Help for package maicChecks

Type:

Package

Title:

Exact Matching and Matching-Adjusted Indirect Comparison (MAIC)

Version:

0.2.0

Date:

2025-03-03

Maintainer:

Lillian Yau <maicChecks@gmail.com>

Description:

The second version (0.2.0) contains implementation for exact matching which is an alternative to propensity score matching (see Glimm & Yau (2025)). The initial version (0.1.2) contains a collection of easy-to-implement tools for checking whether a MAIC can be conducted, as well as an alternative way of calculating weights (see Glimm & Yau (2021) <doi:10.1002/pst.2210>.)

Depends:

R (≥ 3.5.0)

Imports:

data.table, tidyr, ggplot2, lpSolve, quadprog

Suggests:

knitr, rmarkdown, testthat (≥ 3.0.0)

License:

GPL (≥ 3)

Encoding:

UTF-8

LazyData:

true

RoxygenNote:

7.3.2

Config/testthat/edition:

NeedsCompilation:

Packaged:

2025-03-03 15:24:22 UTC; stardust

Author:

Lillian Yau [aut, cre], Ekkehard Glimm [aut], Xinlei Deng

[aut]

Repository:

CRAN

Date/Publication:

2025-03-03 15:40:02 UTC

maicChecks: Exact Matching and Matching-Adjusted Indirect Comparison (MAIC)

Description

Author(s)

Maintainer: Lillian Yau maicChecks@gmail.com

Authors:

Ekkehard Glimm
Xinlei Deng xinlei.deng.apha@gmail.com (ORCID)

three AD scenarios

Description

Three artificial scenarios serves as the ad cases. This is used in Glimm & Yau (2021)

— RECORDED INFORMATION —
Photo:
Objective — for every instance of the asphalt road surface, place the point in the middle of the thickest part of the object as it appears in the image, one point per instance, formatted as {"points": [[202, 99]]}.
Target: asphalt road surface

— TASK A —
Transcribe the stretch of the maicChecks help page from "2025-03-03 15:40:02 UTC" through "Deng xinlei.deng.apha@gmail.com (ORCID)".
— TASK B —
According to the maicChecks help page, what is the exact matching in version 0.2.0 an alternative to?

— OUTPUT A —
2025-03-03 15:40:02 UTC

maicChecks: Exact Matching and Matching-Adjusted Indirect Comparison (MAIC)

Description

Author(s)

Maintainer: Lillian Yau maicChecks@gmail.com

Authors:

Ekkehard Glimm
Xinlei Deng xinlei.deng.apha@gmail.com (ORCID)

— OUTPUT B —
Propensity score matching.